* [Stated problem]:
Could you arrange the data below as a numbered list, leaving out any blank lines?

* [Given records]:
====
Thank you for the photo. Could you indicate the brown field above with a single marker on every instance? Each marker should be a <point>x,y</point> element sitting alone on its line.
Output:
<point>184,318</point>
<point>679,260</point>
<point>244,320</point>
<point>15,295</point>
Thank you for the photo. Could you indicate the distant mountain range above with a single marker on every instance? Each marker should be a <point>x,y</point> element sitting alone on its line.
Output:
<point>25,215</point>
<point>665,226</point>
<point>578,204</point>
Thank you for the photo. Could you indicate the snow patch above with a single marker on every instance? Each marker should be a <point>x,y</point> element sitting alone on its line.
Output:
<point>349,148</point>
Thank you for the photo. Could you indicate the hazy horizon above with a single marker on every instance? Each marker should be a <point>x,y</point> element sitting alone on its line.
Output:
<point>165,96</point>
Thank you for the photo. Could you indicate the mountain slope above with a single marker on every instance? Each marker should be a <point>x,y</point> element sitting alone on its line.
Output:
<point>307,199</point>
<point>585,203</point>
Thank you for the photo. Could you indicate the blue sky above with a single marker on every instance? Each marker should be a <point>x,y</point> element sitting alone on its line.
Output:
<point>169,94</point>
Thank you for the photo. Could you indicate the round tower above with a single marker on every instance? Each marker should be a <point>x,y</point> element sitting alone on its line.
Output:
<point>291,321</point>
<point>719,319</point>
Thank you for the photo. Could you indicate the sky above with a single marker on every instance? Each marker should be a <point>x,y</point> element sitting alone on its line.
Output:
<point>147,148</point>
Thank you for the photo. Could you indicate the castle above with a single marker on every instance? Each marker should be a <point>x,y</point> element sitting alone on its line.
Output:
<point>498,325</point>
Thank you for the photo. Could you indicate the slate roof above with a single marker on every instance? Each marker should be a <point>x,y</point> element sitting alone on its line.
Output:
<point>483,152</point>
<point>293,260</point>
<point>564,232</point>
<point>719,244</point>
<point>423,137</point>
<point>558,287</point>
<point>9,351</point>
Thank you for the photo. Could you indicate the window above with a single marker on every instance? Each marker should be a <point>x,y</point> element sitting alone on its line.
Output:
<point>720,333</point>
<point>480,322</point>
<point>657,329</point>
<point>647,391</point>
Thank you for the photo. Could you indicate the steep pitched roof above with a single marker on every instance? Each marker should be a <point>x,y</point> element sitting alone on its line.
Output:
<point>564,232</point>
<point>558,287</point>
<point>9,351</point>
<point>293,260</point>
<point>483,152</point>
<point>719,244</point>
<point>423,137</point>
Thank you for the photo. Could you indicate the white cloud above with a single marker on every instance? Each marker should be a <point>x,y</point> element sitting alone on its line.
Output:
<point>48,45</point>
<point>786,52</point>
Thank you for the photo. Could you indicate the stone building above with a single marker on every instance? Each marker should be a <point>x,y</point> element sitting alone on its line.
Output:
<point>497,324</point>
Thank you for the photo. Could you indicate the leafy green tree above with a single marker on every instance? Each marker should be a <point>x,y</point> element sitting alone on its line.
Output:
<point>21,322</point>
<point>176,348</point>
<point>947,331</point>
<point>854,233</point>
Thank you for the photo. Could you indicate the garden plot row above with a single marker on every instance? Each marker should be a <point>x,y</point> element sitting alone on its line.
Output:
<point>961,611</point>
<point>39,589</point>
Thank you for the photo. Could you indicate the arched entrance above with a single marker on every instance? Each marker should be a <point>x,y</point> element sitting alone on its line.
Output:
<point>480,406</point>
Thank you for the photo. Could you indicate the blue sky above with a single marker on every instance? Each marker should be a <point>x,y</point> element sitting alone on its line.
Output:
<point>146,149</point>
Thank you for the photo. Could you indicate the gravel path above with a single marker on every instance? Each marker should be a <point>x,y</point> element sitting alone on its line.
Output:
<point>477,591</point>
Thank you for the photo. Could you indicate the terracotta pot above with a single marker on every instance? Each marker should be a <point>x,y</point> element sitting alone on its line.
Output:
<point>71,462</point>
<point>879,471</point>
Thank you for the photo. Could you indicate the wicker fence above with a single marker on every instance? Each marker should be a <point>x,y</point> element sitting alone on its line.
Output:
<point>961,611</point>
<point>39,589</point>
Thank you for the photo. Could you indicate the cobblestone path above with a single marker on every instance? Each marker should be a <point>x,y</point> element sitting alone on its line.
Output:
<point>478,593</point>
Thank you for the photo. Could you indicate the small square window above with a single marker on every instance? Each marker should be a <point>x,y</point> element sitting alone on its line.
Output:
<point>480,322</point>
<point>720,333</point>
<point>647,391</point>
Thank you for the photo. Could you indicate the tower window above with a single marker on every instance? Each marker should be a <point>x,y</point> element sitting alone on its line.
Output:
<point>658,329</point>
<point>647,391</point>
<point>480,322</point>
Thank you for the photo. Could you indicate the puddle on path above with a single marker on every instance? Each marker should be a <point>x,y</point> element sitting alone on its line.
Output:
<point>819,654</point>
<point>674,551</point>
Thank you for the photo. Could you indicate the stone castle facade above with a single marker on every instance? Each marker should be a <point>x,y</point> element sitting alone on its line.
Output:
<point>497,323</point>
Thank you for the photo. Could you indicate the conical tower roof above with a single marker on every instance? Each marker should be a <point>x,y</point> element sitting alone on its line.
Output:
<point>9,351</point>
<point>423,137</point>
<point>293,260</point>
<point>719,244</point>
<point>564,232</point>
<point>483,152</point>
====
* [Task solution]:
1. Thank you for the photo. Could you indicate the brown field above with a single marker on every instance? Each marker should be a <point>x,y</point> element sitting alone on its line.
2. Output:
3. <point>184,318</point>
4. <point>679,260</point>
5. <point>244,320</point>
6. <point>15,295</point>
7. Thank you for the photo. Could you indicate the distant mountain range above with a single marker on every instance? Each marker should be a <point>x,y</point> element sitting alone on its line.
8. Output:
9. <point>25,215</point>
10. <point>665,226</point>
11. <point>578,204</point>
12. Thank you for the photo. Could you indicate the snow patch above with a single marker on every instance? Each marker should be a <point>x,y</point> element sitting alone on its line.
13. Output:
14. <point>349,148</point>
15. Thank you for the photo. Could you indicate the hazy horizon above with a single marker on every instance? Each marker should be a <point>x,y</point> element sitting alone on its line.
16. Output:
17. <point>165,96</point>
18. Thank you for the photo. Could you indicate the mountain slope above with a single marker on every instance? Each marker should be a <point>x,y</point> element sitting alone on its line.
19. Output:
20. <point>307,199</point>
21. <point>585,203</point>
22. Thank you for the photo. Could you indicate the blue sky above with a single marker on every instance? Each marker should be a <point>x,y</point> element sitting alone on its line.
23. Output:
24. <point>169,94</point>
25. Thank you for the photo. Could you indicate the round tower above with a single marker on every instance? Each marker should be a <point>x,y</point> element sitting alone on its line.
26. Output:
27. <point>291,321</point>
28. <point>719,319</point>
29. Thank you for the photo. Could you indicate the sky above with a single marker on every instance? Each marker should be a <point>x,y</point> element sitting alone on its line.
30. Output:
31. <point>147,148</point>
32. Thank you for the photo. Could you indicate the castle above with a single marker on every instance? Each marker should be a <point>x,y</point> element sitting alone on its line.
33. Output:
34. <point>498,325</point>
35. Thank you for the photo. Could you indicate the slate roof above with a single marker on every instance? Each marker should be a <point>x,y</point> element sitting alone on its line.
36. Output:
37. <point>483,152</point>
38. <point>293,260</point>
39. <point>564,232</point>
40. <point>719,244</point>
41. <point>423,137</point>
42. <point>558,287</point>
43. <point>9,351</point>
44. Thank you for the photo. Could you indicate the window above with a single marker on every instance? Each marker should be a <point>x,y</point> element sitting alone on its line.
45. Output:
46. <point>720,333</point>
47. <point>480,322</point>
48. <point>657,329</point>
49. <point>647,391</point>
50. Thank you for the photo. Could you indicate the steep pitched roof above with a single marker on every instance? Each marker should be a <point>x,y</point> element sitting alone on its line.
51. Output:
52. <point>564,232</point>
53. <point>558,287</point>
54. <point>9,351</point>
55. <point>293,260</point>
56. <point>483,152</point>
57. <point>719,244</point>
58. <point>423,137</point>
59. Thank you for the photo. Could you indicate the white cloud above with a single marker on every instance? Each marker should be a <point>x,y</point> element sitting alone on its line.
60. Output:
61. <point>48,45</point>
62. <point>786,52</point>
63. Thank you for the photo. Could you indicate the stone building above with a single marker on every instance? Each marker should be a <point>x,y</point> element sitting alone on its line.
64. Output:
65. <point>497,324</point>
66. Thank you for the photo. Could you indicate the leafy green tree above with a single marker on every instance? Each marker should be a <point>x,y</point> element sitting alone on its line.
67. Output:
68. <point>21,322</point>
69. <point>176,348</point>
70. <point>947,331</point>
71. <point>854,233</point>
72. Thank you for the photo. Could you indicate the garden plot row above with a single marker on every instance? Each marker should be a <point>x,y</point> element sitting alone on its line.
73. Output:
74. <point>961,611</point>
75. <point>39,589</point>
76. Thank you for the photo. Could you indicate the arched entrance above with a single marker on every instance? Each marker should be a <point>x,y</point> element sitting alone on its line.
77. Output:
78. <point>480,406</point>
79. Thank you for the photo. Could you indicate the blue sky above with a single marker on every instance? Each marker should be a <point>x,y</point> element sitting alone on its line.
80. Output:
81. <point>146,149</point>
82. Thank you for the photo. Could you indicate the gravel path above with a single marker on every instance? Each marker should be a <point>x,y</point> element sitting alone on its line.
83. Output:
84. <point>477,591</point>
85. Thank you for the photo. Could you indicate the terracotta pot above with a single marker on every instance? Each marker should be a <point>x,y</point> element sitting alone on its line.
86. Output:
87. <point>71,462</point>
88. <point>879,471</point>
89. Thank you for the photo. Could you indicate the wicker fence above with a single marker on every instance? Each marker should be a <point>x,y</point> element sitting alone on its line.
90. Output:
91. <point>961,611</point>
92. <point>39,589</point>
93. Thank you for the photo. Could you indicate the cobblestone path above with a single marker on every instance? Each marker should be a <point>x,y</point> element sitting alone on its line.
94. Output:
95. <point>478,593</point>
96. Thank you for the photo. Could you indicate the small square window above with a single marker on every instance? Each marker should be a <point>x,y</point> element sitting alone on its line.
97. Output:
98. <point>480,322</point>
99. <point>720,333</point>
100. <point>647,391</point>
101. Thank you for the photo. Could you indicate the tower window above with a single marker on every instance? Each marker should be a <point>x,y</point> element sitting alone on its line.
102. Output:
103. <point>658,329</point>
104. <point>647,391</point>
105. <point>480,322</point>
106. Thank you for the photo. Could you indicate the puddle on path above with a single marker on every instance? Each marker should be a <point>x,y</point> element sitting alone on its line.
107. Output:
108. <point>819,654</point>
109. <point>674,551</point>
110. Thank you for the photo. Could you indicate the stone castle facade above with a single marker on every instance? Each marker should be a <point>x,y</point> element sitting alone on its line.
111. Output:
112. <point>497,323</point>
113. Thank you for the photo. Could you indicate the conical tower roof above with a single marker on every instance? Each marker should be a <point>x,y</point> element sitting alone on its line.
114. Output:
115. <point>9,351</point>
116. <point>423,137</point>
117. <point>293,260</point>
118. <point>719,244</point>
119. <point>564,232</point>
120. <point>483,152</point>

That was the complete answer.